## [Dataset records]

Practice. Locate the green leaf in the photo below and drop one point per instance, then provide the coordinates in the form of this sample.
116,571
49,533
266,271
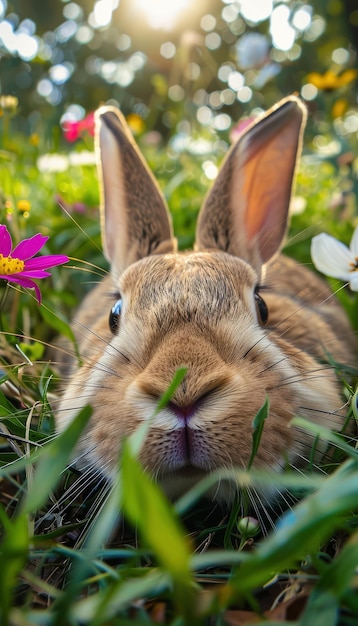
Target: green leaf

## [What you should do]
Every line holding the word "green" should be copied out of the records above.

## [Response to this task]
Practice. Locate the green leaf in the photo below and drop one point per instance, then provide the coordinates in the form of this sample.
Target: green leaf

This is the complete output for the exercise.